**Required actions:**
**1)** In the text on baby boomers and retirement, what share of boomers have less than $5,000 saved for retirement?
**2)** Write what comes next in the text on baby boomers and retirement, picking up after its final sentence.

**Text extract:**

Although many Americans think they are financially savvy, new data shows how the group closest to retirement, baby boomers, struggles with retirement fundamentals and is not saving enough for their golden years. New data released by the Indexed Annuity Leadership Council shows that many baby boomers aren’t financially prepared for retirement – they have little saved, are consumed about lifetime income options, and don’t know how much money they need to live comfortably.
- 60% of baby boomers think they need less than $1 million in retirement, when in reality at least a quarter of a million will be needed for health care costs alone
- 1 in 4 boomers have less than $5,000 saved for retirement
- Nearly half of boomers don’t know that there are financial products that deliver lifetime income
- 2 out of 5 boomers think they will get more money from Social Security than the average monthly payment
Many baby boomers are banking on Social Security as a main stream of money for retirement. Yet, more than half of boomers cannot correctly guess the average monthly Social Security payment. In fact, many think the average monthly payment is $500 more than it actually is – a budget miscalculation that will leave them almost a quarter of a million dollars short over a 30-year retirement.
Social Security isn’t the only consistent paycheck available in retirement; Fixed Indexed Annuities (FIAs) can provide a steady, guaranteed lifetime income stream with minimum guaranteed interest credits. FIAs can serve as part of a balanced financial plan because they do not directly participate in any stock or equity investments and protect your principal from fluctuations in the market.

**Labeled-object pointing listing:**

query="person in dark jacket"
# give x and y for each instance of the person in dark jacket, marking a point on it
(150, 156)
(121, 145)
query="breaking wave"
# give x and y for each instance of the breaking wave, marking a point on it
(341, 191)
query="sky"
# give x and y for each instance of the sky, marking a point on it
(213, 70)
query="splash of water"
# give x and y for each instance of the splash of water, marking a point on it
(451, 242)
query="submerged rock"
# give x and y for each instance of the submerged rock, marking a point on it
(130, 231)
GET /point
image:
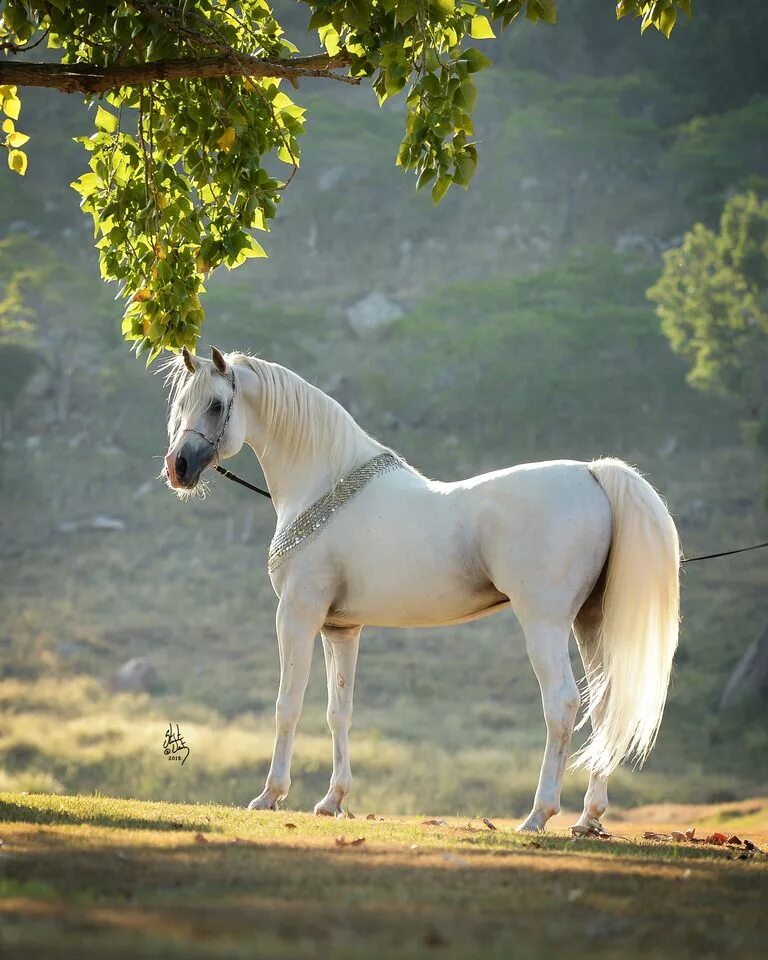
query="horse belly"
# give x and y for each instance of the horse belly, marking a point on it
(405, 575)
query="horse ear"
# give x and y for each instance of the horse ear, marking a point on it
(218, 361)
(190, 362)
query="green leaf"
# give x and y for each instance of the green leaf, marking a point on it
(440, 188)
(480, 28)
(105, 121)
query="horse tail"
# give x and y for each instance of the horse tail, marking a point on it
(636, 639)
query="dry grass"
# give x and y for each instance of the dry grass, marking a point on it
(85, 877)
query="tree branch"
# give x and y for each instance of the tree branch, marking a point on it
(91, 78)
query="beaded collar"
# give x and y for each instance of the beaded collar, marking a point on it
(312, 520)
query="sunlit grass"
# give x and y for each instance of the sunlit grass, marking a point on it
(85, 875)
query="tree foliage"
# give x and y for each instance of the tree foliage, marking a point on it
(712, 298)
(190, 114)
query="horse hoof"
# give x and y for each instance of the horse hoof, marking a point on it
(533, 824)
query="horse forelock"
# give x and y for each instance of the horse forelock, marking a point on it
(189, 394)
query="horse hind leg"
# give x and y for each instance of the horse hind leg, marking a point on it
(547, 646)
(586, 629)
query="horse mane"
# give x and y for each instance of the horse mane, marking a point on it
(297, 417)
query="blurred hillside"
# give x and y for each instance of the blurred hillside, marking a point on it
(509, 324)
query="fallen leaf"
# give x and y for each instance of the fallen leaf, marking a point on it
(452, 858)
(718, 839)
(593, 830)
(343, 842)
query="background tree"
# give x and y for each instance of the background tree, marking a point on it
(712, 298)
(180, 173)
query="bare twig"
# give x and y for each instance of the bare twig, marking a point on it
(91, 78)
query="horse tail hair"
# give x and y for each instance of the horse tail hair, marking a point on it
(636, 640)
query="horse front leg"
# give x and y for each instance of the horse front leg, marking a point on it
(340, 648)
(297, 626)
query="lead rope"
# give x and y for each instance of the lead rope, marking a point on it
(725, 553)
(243, 483)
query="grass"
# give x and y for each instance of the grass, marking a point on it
(85, 876)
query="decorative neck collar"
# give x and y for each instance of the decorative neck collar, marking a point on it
(311, 521)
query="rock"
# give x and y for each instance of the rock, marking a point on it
(135, 675)
(341, 388)
(374, 311)
(638, 243)
(99, 522)
(750, 675)
(668, 447)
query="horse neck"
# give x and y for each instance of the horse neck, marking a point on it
(298, 474)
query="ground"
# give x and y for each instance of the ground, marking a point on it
(89, 876)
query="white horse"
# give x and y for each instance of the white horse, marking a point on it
(569, 545)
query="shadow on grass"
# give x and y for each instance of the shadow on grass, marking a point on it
(23, 810)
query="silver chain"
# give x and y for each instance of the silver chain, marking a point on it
(312, 520)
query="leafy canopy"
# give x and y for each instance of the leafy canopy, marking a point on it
(192, 116)
(712, 298)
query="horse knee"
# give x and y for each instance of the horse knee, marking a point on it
(286, 713)
(339, 719)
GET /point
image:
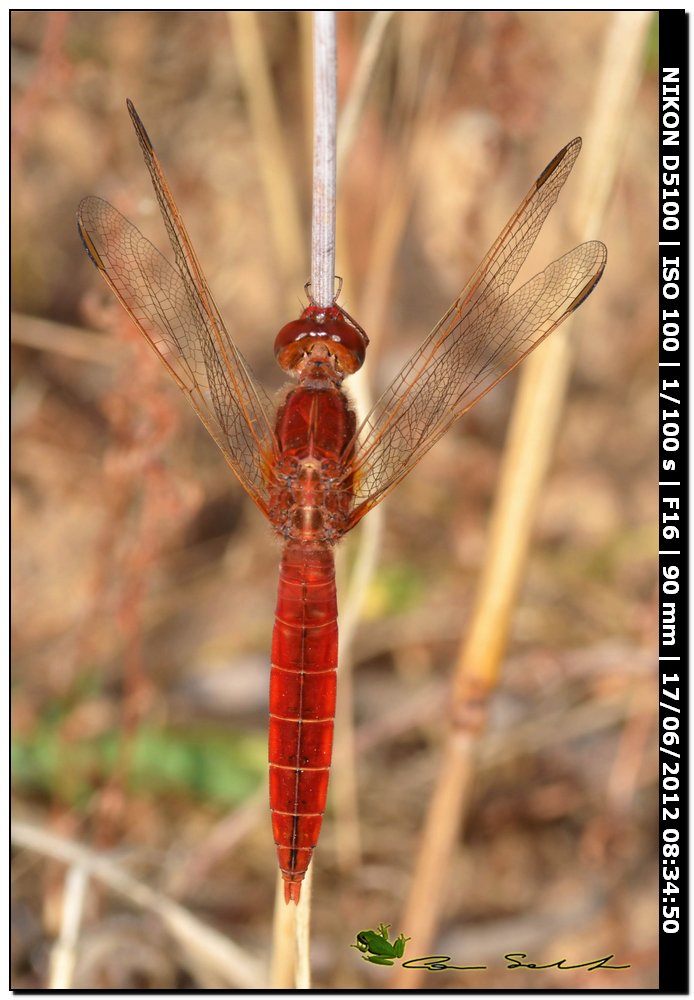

**Solved problems:**
**1)** 1 in 4 boomers.

**2)**
Budgeting troubles continue when boomers are asked what they would do with a large cash gift as retirement doesn’t come to mind for many.
- 40% of boomers prioritize lifestyle purchases over retirement savings
- 52% of boomers have debt to pay down before saving for retirement
“Struggling to estimate how much money will be needed during retirement or sifting through different financial products can feel like a big hurdle, especially for those close to retirement,” says Jim Poolman, executive director of the IALC. “The good news is it’s fairly easy to increase your retirement IQ. Start with the basics of estimating retirement costs and getting a balanced portfolio in place.”
Ensuring your savings can fulfill your retirement expectations starts with calculating how much you’ll need for the entire length of retirement. You’ll need to take into account your lifestyle budget, Social Security benefits available to you and any lifetime income streams. Once you know how much you’ll need, you can evaluate your current savings plan and how the products in your portfolio are helping you achieve your retirement goals.
How will you pay for retirement? Find out how much you will need with IALC’s retirement calculators.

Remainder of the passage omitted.